_ZADANIE PISEMNE:_
Podaj wszystkie osoby, które we fragmencie o rodzinie Kobosowiczów występują z imieniem i nazwiskiem Kobosowicz.

===== FRAGMENT DO PRZECZYTANIA

Należę do potomków Józefa Kobosowicza. Bardzo serdecznie dziękuję za trud ustalenia życiorysu Józefa Kobosowicza i jego potomnych. Przesyłam zdjęcie Józefa Kobosowicza, wraz z jego żoną Stanisławą z Pomiankowskich oraz dziećmi Eugenią i Leopoldem. Zdjęcie pochodzi z książki o Krzysztofie Pendereckim: "Pasja "autorstwa Przemysława Ćwiklińskiego i Jacka Ziarno - Polska Oficyna Wydawnicza "BGW".

Adam Kobosowicz miał żonę o imieniu Zofia oraz córkę Hannę. Umarł, wg. mnie, wcześniej niż w 1973. Był to rok 1972.

Stanisław Kobosowicz uczył w Toruniu łaciny, niemieckiego i angielskiego. Zmarł w 2000r.

Maria Kobosowicz wyszła ponownie za mąż za Leona Przybylskiego grubo po wojnie, o ile pamiętam, to w końcu lat 60 i dopiero wtedy pojechała do Anglii, gdyż tam jej drugi małżonek mieszkał. Po wojnie długo czekała na pierwszego męża, nie mając pewności, że zginął podczas wojny.

To tyle z mojej strony, dziękuję jeszcze raz autorowi za obszerną notatkę o Józefie Kobosowiczu i jego potomkach. Podziękowania należą się też ks.proboszczowi Edmundowi Brzany .

==========
===== WYODRĘBNIONY MATERIAŁ

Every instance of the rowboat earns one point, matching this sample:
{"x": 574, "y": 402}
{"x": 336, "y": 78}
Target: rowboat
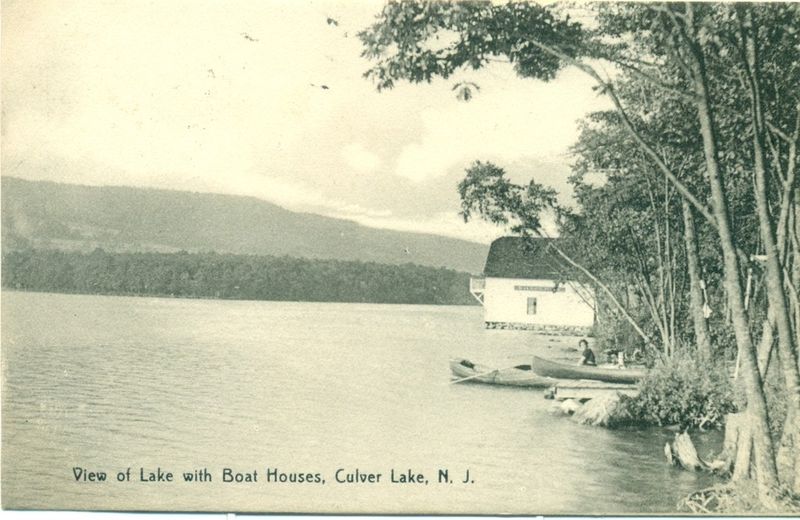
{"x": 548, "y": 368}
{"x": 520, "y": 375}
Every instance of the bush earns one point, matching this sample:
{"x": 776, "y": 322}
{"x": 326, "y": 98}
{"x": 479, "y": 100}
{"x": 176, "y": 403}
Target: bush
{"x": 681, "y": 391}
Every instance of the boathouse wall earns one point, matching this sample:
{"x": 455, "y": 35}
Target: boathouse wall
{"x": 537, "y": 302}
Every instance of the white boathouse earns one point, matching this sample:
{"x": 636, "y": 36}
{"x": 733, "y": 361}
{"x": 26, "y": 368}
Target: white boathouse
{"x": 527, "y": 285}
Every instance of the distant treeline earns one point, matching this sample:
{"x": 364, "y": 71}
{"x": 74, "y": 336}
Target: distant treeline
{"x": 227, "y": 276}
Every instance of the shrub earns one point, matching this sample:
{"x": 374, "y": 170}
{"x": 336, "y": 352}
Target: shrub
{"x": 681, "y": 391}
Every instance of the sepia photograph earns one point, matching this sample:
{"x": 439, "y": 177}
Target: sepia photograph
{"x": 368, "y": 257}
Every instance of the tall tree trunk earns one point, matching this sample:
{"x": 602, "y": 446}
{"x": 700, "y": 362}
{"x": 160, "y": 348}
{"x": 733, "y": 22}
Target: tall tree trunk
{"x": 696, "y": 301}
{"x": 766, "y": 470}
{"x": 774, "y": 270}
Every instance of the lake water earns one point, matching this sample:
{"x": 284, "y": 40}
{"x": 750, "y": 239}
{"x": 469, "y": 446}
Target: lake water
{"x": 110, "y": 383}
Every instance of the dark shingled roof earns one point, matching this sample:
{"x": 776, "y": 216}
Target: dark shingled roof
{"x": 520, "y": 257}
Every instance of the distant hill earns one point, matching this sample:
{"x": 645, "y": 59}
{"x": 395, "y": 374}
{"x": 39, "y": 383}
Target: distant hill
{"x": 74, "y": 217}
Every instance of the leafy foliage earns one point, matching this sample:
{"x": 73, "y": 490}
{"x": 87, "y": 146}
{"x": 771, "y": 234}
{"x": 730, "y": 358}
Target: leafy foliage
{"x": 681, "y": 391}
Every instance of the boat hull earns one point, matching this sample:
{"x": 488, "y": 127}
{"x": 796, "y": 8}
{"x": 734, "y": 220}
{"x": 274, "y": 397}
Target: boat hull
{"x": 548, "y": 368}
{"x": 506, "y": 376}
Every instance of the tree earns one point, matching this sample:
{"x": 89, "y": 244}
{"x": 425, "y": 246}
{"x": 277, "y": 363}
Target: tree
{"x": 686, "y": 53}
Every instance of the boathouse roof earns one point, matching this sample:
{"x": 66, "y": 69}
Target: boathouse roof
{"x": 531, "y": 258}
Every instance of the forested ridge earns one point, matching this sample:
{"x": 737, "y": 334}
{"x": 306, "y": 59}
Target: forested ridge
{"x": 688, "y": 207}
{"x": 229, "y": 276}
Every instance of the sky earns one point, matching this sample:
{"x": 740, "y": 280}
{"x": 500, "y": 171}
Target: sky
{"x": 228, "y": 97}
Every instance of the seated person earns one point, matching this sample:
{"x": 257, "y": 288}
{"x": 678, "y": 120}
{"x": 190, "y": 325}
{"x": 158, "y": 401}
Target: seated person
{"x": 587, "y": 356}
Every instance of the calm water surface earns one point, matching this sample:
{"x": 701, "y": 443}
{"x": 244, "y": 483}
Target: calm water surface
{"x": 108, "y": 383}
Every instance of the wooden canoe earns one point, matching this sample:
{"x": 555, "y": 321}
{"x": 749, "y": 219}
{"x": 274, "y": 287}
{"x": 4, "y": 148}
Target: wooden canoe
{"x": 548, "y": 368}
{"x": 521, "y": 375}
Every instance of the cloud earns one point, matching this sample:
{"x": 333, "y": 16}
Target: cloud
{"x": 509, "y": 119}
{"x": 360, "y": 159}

==========

_OCZEKIWANA ODPOWIEDŹ:_
Józef Kobosowicz, Adam Kobosowicz, Stanisław Kobosowicz, Maria Kobosowicz.